布置任务:
1 > 从原文中摘录“可以理解的是,上述提供的任一”与“图10为本申请实施例提供的一种电子设备的结构示意图。”之间的文字，首尾两处均包括在内。
2 > 列出原文中被说明为流程图的全部附图编号。

原文:

___

可以理解的是,上述提供的任一种浮点数据精度转换装置、芯片系统、计算机可读存储介质或计算机程序产品等均可以应用于上文所提供的对应的方法,因此,其所能达到的有益效果可参考对应的方法中的有益效果,此处不再赘述。
本申请的这些方面或其他方面在以下的描述中会更加简明易懂。
附图说明
图1为本申请实施例提供的一种IEEE754浮点数据格式图;
图2为本申请实施例提供的一种浮点数据精度转换方法或装置应用的系统或设备示意图;
图3为本申请实施例提供的一种SLC的结构示意图;
图4为本申请实施例提供的一种浮点数据精度转换方法的流程图;
图5为本申请实施例提供的一种随机舍入方式的结构示意图;
图6为本申请实施例提供的一种远离0进位舍入方式的流程图;
图7为本申请实施例提供的另一种浮点数据精度转换方法的流程图;
图8为本申请实施例提供的另一种浮点数据精度转换方法的流程图;
图9为本申请实施例提供的一种FP32数据转换为HiFloat8数据的流程图;
图10为本申请实施例提供的一种电子设备的结构示意图。

___

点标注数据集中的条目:
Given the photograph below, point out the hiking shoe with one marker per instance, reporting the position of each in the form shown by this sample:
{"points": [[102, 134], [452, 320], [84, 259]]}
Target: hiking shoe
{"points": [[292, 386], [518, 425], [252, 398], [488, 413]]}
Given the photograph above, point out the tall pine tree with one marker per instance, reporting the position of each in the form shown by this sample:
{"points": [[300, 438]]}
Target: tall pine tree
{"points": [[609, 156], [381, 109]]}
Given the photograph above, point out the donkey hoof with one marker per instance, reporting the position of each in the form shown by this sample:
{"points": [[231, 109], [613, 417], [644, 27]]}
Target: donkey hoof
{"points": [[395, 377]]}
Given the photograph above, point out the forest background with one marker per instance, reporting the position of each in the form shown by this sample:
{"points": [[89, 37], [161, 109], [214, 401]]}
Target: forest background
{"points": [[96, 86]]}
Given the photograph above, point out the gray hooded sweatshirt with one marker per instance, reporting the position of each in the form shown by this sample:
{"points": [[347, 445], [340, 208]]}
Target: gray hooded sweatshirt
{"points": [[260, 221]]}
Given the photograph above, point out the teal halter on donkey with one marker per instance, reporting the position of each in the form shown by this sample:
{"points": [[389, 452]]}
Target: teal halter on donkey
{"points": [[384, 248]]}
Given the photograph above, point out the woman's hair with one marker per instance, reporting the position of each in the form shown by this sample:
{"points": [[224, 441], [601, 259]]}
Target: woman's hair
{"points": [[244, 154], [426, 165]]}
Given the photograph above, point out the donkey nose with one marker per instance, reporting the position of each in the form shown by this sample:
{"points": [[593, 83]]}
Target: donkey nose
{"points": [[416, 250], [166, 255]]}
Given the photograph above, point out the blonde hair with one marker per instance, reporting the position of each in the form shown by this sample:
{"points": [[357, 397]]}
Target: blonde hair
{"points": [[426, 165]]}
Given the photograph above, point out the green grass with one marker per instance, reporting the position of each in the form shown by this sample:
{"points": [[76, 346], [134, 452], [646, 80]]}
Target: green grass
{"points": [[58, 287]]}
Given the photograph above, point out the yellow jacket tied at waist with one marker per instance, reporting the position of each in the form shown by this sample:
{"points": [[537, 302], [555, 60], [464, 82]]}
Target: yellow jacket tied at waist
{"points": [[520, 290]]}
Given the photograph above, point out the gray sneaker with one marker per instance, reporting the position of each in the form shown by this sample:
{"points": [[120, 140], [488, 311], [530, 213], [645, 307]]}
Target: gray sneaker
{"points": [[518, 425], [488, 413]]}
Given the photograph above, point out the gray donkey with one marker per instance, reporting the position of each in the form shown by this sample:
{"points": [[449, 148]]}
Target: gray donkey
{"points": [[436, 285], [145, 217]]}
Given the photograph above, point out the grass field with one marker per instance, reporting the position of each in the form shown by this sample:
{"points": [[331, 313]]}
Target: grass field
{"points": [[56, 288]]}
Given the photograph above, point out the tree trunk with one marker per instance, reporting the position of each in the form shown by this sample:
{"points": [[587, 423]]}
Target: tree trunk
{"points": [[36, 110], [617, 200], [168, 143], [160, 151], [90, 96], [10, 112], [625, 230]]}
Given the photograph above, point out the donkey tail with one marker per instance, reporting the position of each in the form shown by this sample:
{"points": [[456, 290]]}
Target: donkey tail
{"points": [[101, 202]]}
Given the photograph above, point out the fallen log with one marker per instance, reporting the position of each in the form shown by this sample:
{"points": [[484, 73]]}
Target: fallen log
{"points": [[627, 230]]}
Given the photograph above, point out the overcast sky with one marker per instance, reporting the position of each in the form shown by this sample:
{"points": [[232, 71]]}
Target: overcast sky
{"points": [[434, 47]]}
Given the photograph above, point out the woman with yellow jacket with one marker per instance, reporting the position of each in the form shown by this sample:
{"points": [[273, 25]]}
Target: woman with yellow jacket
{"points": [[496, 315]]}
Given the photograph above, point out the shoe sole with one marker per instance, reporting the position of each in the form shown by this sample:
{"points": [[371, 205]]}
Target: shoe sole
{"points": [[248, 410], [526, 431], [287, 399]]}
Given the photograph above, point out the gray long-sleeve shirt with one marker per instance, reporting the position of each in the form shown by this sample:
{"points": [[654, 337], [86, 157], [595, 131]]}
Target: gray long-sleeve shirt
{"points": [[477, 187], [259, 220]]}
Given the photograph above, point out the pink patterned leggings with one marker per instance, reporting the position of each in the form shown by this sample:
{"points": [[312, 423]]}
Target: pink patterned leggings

___

解答列表:
1 >
可以理解的是,上述提供的任一种浮点数据精度转换装置、芯片系统、计算机可读存储介质或计算机程序产品等均可以应用于上文所提供的对应的方法,因此,其所能达到的有益效果可参考对应的方法中的有益效果,此处不再赘述。
本申请的这些方面或其他方面在以下的描述中会更加简明易懂。
附图说明
图1为本申请实施例提供的一种IEEE754浮点数据格式图;
图2为本申请实施例提供的一种浮点数据精度转换方法或装置应用的系统或设备示意图;
图3为本申请实施例提供的一种SLC的结构示意图;
图4为本申请实施例提供的一种浮点数据精度转换方法的流程图;
图5为本申请实施例提供的一种随机舍入方式的结构示意图;
图6为本申请实施例提供的一种远离0进位舍入方式的流程图;
图7为本申请实施例提供的另一种浮点数据精度转换方法的流程图;
图8为本申请实施例提供的另一种浮点数据精度转换方法的流程图;
图9为本申请实施例提供的一种FP32数据转换为HiFloat8数据的流程图;
图10为本申请实施例提供的一种电子设备的结构示意图。

2 > 图4、图6、图7、图8、图9